_WORK TO COMPLETE_
Repeat every entry word for word, skipping the pictures.

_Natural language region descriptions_
++++++

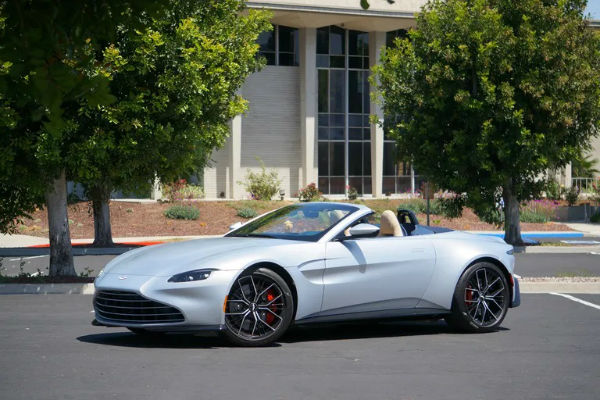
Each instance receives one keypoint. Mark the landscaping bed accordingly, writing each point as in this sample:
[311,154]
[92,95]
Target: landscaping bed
[133,219]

++++++

_ANSWER BELOW_
Each instance receives one keypoint. Mark the landscaping bed accordingly, writing each point as in this sample:
[311,154]
[92,95]
Target: landscaping bed
[133,219]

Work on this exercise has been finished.